## START Document text

Age Discrimination, Old Job Seekers, Options

August 31st, 2010

There’s a discussion I think we need to have that I haven’t seen elsewhere.

I’ve been thinking about this for the last year or so, as the job market has gotten worse.

The pink elephant seems to be those who are discriminated against for their age – specifically, the older worker (we can talk about age discrimination for younger workers in a separate post).

Let’s assume a couple of things:

  1. The economy, and the job market, are in the crapper.  Regardless of what strategies and tactics you employ, some of you just won’t find a job. Period.
  2. Older people (what’s the age cutoff?  40?  50?  60?  Or is it a matter of wrinkles and gray(ing) hair?) are passed over for jobs for various reasons.

Put these two together and it can be beyond discouraging.

Yesterday I read a really interesting post titled Silicon Valley’s Dark Secret: It’s All About Age. Of course we knew some of this stuff (or all of it), and it’s not limited to Silicon Valley.  But the post puts certain things into perspective.

The author, Vivek Wadhwa, ends with this:

Finally, I don’t know of any university, including the ones I teach at, that tells its engineering students what to expect in the long term or how to manage their technical careers. Perhaps it is time to let students know what lies ahead.

Interesting… does this mean that what you think your career will look like is what it really will look like?

Maybe, the older we get, the more our career changes?

It’s not that you are getting put out to pasture (excuse the phrase but I know many older, discriminated-against wannabe-employees feel that way), but maybe your role and value prop is simply different.

Maybe you are chasing after the wrong job, wrong level, wrong company.

What are the options… one I’ve heard is “I don’t have to work anymore… I’m trying to figure out if I want to.”  What a nice place to be.  Not many have that option.

What are other options?

Freelancing/consulting seems fun but it is definitely not without stress or problems.

Starting a company is a viable option but, again, not without stress or problems (who’s ready to spend 15 hours a day on a new business??).

## END Document text

__Task description__: Write out the post on age discrimination again, starting with "Finally, I don’t" and going on through "level, wrong company.", and substitute "wrong industry" for "wrong company".

## START Recorded data

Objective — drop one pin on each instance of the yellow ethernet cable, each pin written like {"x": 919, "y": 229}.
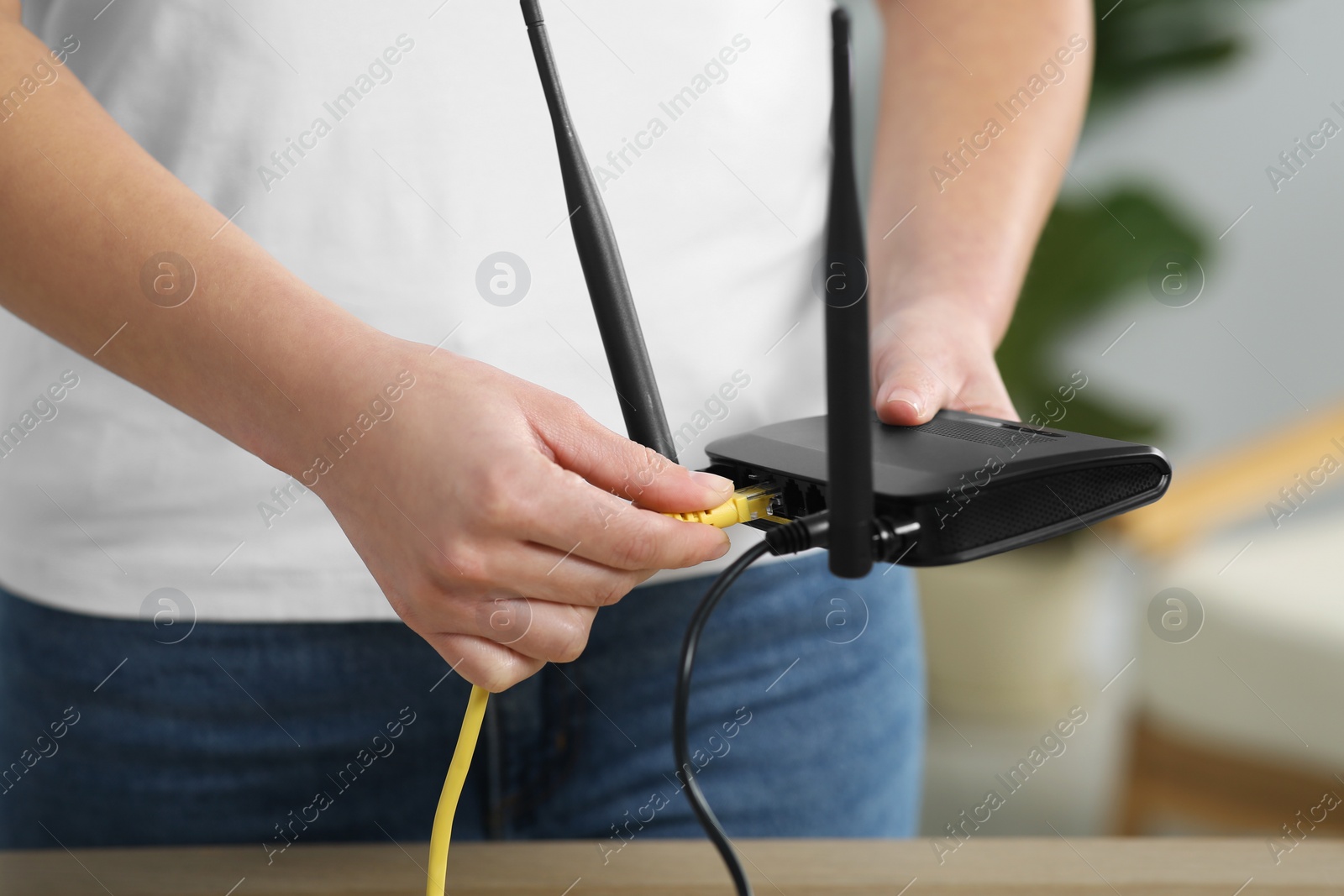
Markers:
{"x": 746, "y": 504}
{"x": 443, "y": 832}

## END Recorded data

__Reply__:
Finally, I don’t know of any university, including the ones I teach at, that tells its engineering students what to expect in the long term or how to manage their technical careers. Perhaps it is time to let students know what lies ahead.

Interesting… does this mean that what you think your career will look like is what it really will look like?

Maybe, the older we get, the more our career changes?

It’s not that you are getting put out to pasture (excuse the phrase but I know many older, discriminated-against wannabe-employees feel that way), but maybe your role and value prop is simply different.

Maybe you are chasing after the wrong job, wrong level, wrong industry.